┌────────

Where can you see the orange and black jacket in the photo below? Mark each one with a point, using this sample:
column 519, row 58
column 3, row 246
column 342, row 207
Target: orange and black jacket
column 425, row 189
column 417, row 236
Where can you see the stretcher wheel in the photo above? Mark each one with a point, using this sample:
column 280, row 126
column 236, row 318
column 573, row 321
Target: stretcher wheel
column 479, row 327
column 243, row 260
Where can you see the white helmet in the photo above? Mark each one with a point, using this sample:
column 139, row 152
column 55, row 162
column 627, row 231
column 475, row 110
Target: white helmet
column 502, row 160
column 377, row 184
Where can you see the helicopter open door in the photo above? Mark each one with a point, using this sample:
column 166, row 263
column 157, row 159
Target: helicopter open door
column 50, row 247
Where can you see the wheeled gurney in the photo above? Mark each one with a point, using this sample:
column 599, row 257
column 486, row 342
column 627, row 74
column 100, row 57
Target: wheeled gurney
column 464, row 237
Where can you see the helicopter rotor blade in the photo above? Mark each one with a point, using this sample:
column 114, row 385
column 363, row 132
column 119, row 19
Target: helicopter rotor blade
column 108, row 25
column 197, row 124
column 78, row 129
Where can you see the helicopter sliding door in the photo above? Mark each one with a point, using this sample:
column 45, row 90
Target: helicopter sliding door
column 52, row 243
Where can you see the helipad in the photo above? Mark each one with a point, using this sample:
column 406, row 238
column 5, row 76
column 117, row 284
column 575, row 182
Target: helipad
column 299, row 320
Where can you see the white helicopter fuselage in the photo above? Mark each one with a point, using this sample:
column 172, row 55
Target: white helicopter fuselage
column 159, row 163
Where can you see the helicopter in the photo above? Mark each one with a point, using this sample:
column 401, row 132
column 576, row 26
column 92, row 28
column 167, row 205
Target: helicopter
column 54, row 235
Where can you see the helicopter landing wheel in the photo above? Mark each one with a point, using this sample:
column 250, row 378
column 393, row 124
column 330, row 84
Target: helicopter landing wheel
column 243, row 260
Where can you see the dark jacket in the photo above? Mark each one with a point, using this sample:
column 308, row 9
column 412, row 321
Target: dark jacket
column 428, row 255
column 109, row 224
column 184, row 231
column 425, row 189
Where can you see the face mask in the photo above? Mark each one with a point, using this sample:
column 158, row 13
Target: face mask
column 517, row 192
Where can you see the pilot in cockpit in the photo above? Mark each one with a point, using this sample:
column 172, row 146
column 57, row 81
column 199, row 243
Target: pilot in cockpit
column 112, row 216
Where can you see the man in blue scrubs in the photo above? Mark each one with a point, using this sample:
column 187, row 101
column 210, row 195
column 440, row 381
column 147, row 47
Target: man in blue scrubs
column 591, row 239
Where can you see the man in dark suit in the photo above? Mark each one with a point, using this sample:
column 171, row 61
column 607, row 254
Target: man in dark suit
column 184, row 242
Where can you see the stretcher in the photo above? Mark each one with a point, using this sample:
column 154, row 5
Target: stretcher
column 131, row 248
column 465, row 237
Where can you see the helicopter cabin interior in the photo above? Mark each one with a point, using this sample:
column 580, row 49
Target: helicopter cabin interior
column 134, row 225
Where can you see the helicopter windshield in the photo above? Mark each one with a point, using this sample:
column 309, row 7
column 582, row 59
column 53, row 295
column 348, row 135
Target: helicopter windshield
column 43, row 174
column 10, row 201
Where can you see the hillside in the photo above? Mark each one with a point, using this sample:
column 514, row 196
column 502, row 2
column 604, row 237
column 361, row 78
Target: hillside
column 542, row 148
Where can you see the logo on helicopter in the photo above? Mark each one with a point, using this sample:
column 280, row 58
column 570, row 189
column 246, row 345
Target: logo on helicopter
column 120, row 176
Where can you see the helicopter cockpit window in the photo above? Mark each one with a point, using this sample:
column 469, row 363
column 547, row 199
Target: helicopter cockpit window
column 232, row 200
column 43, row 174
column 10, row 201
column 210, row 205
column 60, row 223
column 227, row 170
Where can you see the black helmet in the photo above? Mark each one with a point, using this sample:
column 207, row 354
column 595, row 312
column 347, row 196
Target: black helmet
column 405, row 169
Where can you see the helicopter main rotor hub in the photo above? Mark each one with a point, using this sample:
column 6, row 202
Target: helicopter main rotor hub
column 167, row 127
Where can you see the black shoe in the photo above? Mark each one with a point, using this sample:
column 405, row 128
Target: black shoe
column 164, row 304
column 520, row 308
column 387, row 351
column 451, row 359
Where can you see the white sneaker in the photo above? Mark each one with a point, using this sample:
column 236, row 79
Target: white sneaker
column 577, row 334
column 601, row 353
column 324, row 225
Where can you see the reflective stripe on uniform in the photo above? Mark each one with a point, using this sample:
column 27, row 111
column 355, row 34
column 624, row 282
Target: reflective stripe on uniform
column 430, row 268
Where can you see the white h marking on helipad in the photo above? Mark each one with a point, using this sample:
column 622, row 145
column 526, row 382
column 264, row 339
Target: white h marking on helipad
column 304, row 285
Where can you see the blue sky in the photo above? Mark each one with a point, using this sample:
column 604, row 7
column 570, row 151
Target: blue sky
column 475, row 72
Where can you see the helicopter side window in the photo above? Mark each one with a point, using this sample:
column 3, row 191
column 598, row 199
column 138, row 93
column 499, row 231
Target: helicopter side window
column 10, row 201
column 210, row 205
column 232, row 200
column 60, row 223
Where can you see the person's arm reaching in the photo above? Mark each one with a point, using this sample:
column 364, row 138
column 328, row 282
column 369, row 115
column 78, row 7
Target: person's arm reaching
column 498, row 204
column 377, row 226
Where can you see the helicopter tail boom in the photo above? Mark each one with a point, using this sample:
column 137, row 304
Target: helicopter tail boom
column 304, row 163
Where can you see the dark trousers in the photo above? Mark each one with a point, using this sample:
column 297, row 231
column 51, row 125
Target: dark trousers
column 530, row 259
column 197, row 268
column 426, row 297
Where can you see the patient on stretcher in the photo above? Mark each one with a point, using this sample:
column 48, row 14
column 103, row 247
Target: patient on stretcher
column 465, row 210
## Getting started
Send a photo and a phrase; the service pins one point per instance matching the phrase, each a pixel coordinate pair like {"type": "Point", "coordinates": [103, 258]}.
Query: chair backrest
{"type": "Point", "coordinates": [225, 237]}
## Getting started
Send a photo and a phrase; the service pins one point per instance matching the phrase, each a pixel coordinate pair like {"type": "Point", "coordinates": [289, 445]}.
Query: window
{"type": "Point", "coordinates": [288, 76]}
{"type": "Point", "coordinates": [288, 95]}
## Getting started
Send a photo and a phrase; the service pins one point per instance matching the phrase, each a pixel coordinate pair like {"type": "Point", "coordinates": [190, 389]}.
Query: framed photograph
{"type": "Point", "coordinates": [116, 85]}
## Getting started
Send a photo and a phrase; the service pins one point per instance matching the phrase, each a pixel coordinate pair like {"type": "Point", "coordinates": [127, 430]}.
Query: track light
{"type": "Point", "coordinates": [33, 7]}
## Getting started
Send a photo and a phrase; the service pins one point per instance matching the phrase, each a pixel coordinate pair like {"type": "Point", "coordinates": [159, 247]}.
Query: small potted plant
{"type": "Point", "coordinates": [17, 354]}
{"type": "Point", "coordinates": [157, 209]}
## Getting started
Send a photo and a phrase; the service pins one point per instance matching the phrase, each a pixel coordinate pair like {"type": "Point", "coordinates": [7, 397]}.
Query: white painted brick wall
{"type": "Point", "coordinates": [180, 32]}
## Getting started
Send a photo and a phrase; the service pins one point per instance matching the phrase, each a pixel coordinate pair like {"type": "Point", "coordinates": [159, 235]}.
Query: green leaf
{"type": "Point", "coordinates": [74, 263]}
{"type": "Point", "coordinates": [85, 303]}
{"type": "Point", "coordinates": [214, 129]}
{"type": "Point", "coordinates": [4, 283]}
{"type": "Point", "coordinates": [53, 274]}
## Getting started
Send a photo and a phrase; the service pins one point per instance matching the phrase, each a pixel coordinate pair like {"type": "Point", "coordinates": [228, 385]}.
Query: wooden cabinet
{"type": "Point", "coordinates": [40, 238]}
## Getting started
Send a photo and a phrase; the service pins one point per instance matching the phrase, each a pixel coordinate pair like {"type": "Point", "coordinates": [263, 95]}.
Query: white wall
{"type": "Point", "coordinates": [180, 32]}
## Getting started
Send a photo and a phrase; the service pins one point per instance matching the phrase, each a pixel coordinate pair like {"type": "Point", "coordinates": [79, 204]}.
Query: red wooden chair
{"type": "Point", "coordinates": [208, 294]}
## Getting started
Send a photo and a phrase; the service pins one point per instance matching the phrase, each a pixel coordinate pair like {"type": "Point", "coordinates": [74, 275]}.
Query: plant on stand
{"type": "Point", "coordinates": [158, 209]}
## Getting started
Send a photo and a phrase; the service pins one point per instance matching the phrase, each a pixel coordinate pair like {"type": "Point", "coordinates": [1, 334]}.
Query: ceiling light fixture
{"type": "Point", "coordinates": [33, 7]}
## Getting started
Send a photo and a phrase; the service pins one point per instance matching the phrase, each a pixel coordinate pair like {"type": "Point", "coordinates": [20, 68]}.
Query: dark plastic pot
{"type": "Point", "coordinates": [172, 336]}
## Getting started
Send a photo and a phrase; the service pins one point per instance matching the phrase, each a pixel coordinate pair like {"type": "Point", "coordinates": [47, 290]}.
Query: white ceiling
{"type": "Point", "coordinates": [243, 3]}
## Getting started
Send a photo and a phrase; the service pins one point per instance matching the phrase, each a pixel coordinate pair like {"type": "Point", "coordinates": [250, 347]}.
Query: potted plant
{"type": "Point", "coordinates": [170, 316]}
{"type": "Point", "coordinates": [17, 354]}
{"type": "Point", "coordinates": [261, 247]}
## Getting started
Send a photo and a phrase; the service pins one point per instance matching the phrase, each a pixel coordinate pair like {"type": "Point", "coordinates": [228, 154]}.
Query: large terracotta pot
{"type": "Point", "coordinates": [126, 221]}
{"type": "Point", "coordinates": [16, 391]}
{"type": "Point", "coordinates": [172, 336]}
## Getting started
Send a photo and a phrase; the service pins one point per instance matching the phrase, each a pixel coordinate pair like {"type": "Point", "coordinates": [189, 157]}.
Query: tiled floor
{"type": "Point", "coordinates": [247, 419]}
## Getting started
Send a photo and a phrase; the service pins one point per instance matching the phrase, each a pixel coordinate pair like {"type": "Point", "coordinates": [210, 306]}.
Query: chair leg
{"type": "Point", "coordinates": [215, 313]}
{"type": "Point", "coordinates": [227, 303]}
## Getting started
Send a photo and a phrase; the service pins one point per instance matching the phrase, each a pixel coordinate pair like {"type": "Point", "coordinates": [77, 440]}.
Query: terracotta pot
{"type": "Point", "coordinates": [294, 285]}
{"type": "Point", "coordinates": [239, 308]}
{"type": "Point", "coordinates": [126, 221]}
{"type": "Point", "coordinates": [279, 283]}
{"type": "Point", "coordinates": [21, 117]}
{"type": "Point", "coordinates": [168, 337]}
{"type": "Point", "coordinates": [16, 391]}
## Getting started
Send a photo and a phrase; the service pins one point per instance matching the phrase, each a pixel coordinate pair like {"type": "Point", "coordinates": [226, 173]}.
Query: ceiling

└────────

* [AIM OF THE EXERCISE] Scan the entries above for the line containing "column 236, row 79", and copy it and all lines after it exactly, down to and including the line containing "column 499, row 231".

* [SOLVED PROBLEM]
column 236, row 79
Target: white sneaker
column 577, row 334
column 601, row 353
column 324, row 225
Where can you see the reflective stripe on uniform in the photo above? Mark each one with a point, using this sample:
column 27, row 111
column 355, row 34
column 624, row 282
Target: reflective stripe on uniform
column 430, row 268
Where can you see the white h marking on helipad in the photo above? Mark each one with a point, using this sample:
column 622, row 145
column 526, row 382
column 264, row 339
Target: white h marking on helipad
column 304, row 285
Where can you see the blue sky in the photo above? Mark each one with a point, using this sample:
column 604, row 7
column 570, row 151
Target: blue sky
column 475, row 72
Where can you see the helicopter side window in the photo above? Mark each one with a point, using this sample:
column 3, row 191
column 598, row 199
column 138, row 93
column 499, row 231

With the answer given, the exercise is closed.